◆ Extrait du texte
◆ ◆ ◆ ◆ ◆ ◆ ◆

L’Espagne a longtemps sous-investi dans la formation continue. Au cours des 15 dernières années, elle s’est dotée d’un système centralisé de financement incitatif assez proche de celui qui prévalait en France avant 2014, et les pratiques des entreprises en matière de formation des salariés ont changé très rapidement. Nous poursuivons notre tour d’Europe des systèmes de formation professionnelle avec cette étape espagnole.
>> Pour une vision « terrain », voir l’interview d’Eva Meroño, DRH de Simmedica (Madrid).
Un rattrapage spectaculaire
La formation professionnelle continue s’est considérablement développée en Espagne au cours des 15 dernières années. Entre 2005 et 2015, selon l’étude européenne CVTS, la proportion de salariés ayant suivi une formation au cours de l’année écoulée est passée de 33% (en-dessous de la moyenne européenne de l’époque) à plus de 50% (pour une moyenne européenne de 41%).

◆ ◆ ◆ ◆ ◆ ◆ ◆

◆ Consigne écrite A
Reproduisez à l'identique le passage de l'article sur la formation continue en Espagne, de « L’Espagne a longtemps » à « de Simmedica (Madrid). ».

◆ Enregistrements avec cadres de délimitation
◆ ◆ ◆ ◆ ◆ ◆ ◆

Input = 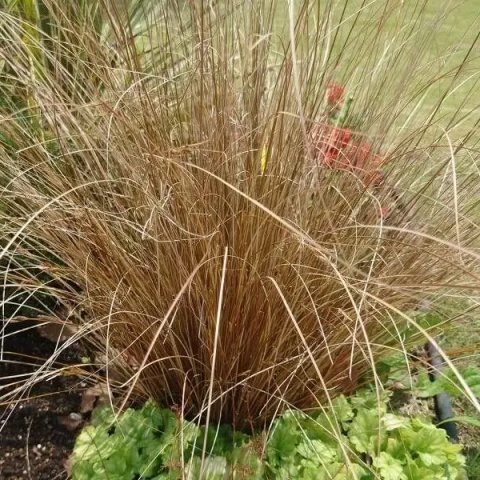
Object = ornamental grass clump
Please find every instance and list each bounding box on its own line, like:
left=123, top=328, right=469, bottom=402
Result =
left=0, top=0, right=480, bottom=429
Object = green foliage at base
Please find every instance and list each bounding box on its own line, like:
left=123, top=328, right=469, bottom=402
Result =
left=72, top=390, right=465, bottom=480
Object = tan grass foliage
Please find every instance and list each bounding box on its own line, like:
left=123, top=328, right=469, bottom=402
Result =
left=0, top=1, right=479, bottom=427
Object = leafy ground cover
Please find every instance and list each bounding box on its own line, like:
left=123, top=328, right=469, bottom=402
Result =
left=72, top=390, right=465, bottom=480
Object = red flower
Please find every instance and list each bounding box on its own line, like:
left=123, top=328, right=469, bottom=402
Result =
left=327, top=82, right=345, bottom=106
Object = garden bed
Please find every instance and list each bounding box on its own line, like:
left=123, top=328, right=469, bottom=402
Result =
left=0, top=322, right=82, bottom=480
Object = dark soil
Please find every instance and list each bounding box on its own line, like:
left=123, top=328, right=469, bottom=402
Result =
left=0, top=322, right=82, bottom=480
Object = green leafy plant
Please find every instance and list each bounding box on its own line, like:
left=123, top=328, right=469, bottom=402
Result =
left=72, top=402, right=263, bottom=480
left=72, top=389, right=464, bottom=480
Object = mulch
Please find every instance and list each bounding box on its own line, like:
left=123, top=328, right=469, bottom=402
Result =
left=0, top=322, right=85, bottom=480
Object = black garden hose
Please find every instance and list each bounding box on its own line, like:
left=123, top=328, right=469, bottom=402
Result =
left=425, top=342, right=459, bottom=443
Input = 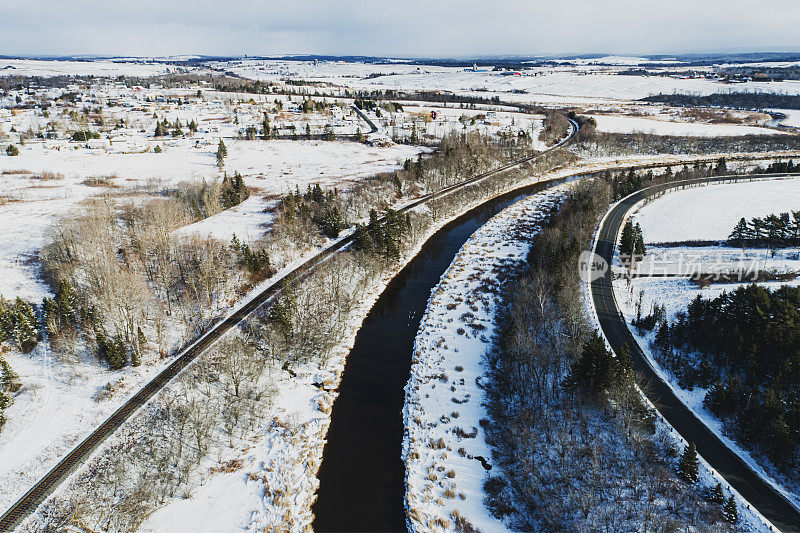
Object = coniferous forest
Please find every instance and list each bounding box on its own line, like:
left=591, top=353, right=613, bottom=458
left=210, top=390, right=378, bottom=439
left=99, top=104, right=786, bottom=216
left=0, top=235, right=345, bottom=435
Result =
left=655, top=285, right=800, bottom=472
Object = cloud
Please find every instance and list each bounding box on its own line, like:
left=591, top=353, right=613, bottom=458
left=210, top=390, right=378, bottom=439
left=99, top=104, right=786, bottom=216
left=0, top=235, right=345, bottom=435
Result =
left=0, top=0, right=800, bottom=56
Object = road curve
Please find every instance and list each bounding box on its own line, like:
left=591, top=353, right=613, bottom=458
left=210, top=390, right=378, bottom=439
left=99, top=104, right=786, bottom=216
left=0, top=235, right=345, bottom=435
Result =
left=353, top=105, right=378, bottom=135
left=0, top=118, right=578, bottom=531
left=590, top=174, right=800, bottom=532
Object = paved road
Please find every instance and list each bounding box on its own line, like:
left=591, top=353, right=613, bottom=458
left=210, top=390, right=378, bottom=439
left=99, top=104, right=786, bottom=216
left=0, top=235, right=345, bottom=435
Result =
left=0, top=119, right=578, bottom=531
left=591, top=175, right=800, bottom=532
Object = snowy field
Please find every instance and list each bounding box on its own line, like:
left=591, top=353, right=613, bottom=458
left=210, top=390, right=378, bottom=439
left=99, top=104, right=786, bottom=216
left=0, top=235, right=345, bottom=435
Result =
left=0, top=141, right=419, bottom=516
left=228, top=60, right=800, bottom=104
left=0, top=59, right=195, bottom=78
left=634, top=178, right=800, bottom=243
left=614, top=178, right=800, bottom=516
left=0, top=140, right=420, bottom=301
left=403, top=185, right=569, bottom=532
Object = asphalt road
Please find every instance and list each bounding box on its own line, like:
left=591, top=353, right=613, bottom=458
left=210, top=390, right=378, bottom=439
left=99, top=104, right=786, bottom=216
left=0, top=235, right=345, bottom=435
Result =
left=0, top=118, right=578, bottom=531
left=591, top=175, right=800, bottom=532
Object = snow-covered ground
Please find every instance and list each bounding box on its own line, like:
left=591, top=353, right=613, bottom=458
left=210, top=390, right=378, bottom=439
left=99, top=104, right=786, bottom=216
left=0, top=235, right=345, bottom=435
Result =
left=28, top=129, right=574, bottom=531
left=0, top=140, right=421, bottom=302
left=227, top=60, right=800, bottom=104
left=0, top=141, right=419, bottom=506
left=403, top=185, right=569, bottom=532
left=0, top=59, right=195, bottom=78
left=635, top=178, right=800, bottom=242
left=592, top=115, right=782, bottom=137
left=614, top=178, right=800, bottom=507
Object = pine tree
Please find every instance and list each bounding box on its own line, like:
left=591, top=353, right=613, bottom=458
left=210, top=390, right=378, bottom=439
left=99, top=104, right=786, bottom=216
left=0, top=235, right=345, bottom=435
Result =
left=678, top=442, right=700, bottom=483
left=261, top=111, right=270, bottom=140
left=564, top=330, right=630, bottom=396
left=722, top=494, right=739, bottom=524
left=619, top=220, right=636, bottom=261
left=708, top=483, right=725, bottom=505
left=633, top=222, right=647, bottom=257
left=217, top=139, right=228, bottom=168
left=728, top=217, right=750, bottom=248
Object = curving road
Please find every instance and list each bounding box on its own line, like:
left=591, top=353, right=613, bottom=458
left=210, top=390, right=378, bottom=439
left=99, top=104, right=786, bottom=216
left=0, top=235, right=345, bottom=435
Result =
left=0, top=118, right=578, bottom=531
left=591, top=174, right=800, bottom=532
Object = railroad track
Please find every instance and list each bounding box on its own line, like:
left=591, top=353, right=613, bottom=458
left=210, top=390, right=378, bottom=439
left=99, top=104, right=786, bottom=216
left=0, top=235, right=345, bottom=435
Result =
left=590, top=173, right=800, bottom=532
left=0, top=118, right=578, bottom=531
left=0, top=120, right=792, bottom=531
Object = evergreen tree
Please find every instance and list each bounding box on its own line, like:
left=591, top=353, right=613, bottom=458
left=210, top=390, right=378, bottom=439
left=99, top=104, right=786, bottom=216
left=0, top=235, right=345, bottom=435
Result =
left=0, top=353, right=19, bottom=392
left=678, top=442, right=700, bottom=483
left=722, top=494, right=739, bottom=524
left=564, top=330, right=630, bottom=396
left=633, top=222, right=647, bottom=257
left=261, top=111, right=270, bottom=141
left=708, top=483, right=725, bottom=505
left=619, top=220, right=636, bottom=263
left=728, top=217, right=750, bottom=248
left=217, top=139, right=228, bottom=168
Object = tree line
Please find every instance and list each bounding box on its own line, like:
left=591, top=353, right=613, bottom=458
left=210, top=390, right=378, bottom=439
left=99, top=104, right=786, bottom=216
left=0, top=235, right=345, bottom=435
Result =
left=481, top=179, right=728, bottom=531
left=727, top=210, right=800, bottom=250
left=654, top=285, right=800, bottom=468
left=642, top=92, right=800, bottom=110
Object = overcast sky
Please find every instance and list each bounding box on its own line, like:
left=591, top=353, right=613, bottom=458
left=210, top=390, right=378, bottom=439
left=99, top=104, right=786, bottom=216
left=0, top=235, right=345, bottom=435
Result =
left=0, top=0, right=800, bottom=57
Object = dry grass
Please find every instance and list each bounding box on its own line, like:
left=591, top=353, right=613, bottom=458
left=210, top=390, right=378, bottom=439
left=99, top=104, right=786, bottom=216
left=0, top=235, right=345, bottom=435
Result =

◆ ◆ ◆ ◆ ◆ ◆ ◆

◆ Consigne écrite B
Repérez dans les enregistrements chaque ligne qui contient le mot « tree », puis recopiez-les toutes.

◆ Réponse rédigée A
L’Espagne a longtemps sous-investi dans la formation continue. Au cours des 15 dernières années, elle s’est dotée d’un système centralisé de financement incitatif assez proche de celui qui prévalait en France avant 2014, et les pratiques des entreprises en matière de formation des salariés ont changé très rapidement. Nous poursuivons notre tour d’Europe des systèmes de formation professionnelle avec cette étape espagnole.
>> Pour une vision « terrain », voir l’interview d’Eva Meroño, DRH de Simmedica (Madrid).

◆ Réponse rédigée B
Object = pine tree
Object = evergreen tree
Object = tree line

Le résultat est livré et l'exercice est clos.